Your task =
Keep images out and repeat all data exactly.

Photo-based referring expression data:

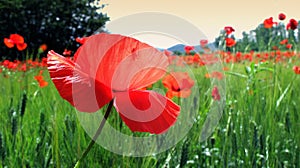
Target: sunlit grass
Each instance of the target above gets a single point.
(259, 126)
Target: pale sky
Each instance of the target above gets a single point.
(209, 16)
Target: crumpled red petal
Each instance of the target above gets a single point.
(122, 62)
(146, 111)
(21, 46)
(9, 43)
(75, 85)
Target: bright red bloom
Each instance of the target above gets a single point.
(268, 23)
(67, 52)
(114, 67)
(81, 40)
(15, 39)
(188, 49)
(203, 43)
(284, 41)
(281, 16)
(40, 79)
(43, 48)
(289, 46)
(228, 30)
(296, 69)
(230, 42)
(179, 84)
(215, 93)
(293, 24)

Solution to the problem =
Target: sunlit grass
Each instance of the target above gets a single point.
(259, 126)
Target: pale sky
Each instance of the target above gets a single point.
(209, 16)
Target: crumpled red petal
Each instance of the target above gets a single point.
(122, 62)
(146, 111)
(21, 46)
(9, 43)
(75, 85)
Target: bright red bloom
Each instance of the target above gets a single point.
(268, 23)
(67, 52)
(114, 67)
(81, 40)
(15, 39)
(188, 49)
(203, 43)
(284, 41)
(281, 16)
(40, 79)
(43, 48)
(289, 46)
(228, 30)
(296, 69)
(230, 42)
(179, 84)
(215, 93)
(293, 24)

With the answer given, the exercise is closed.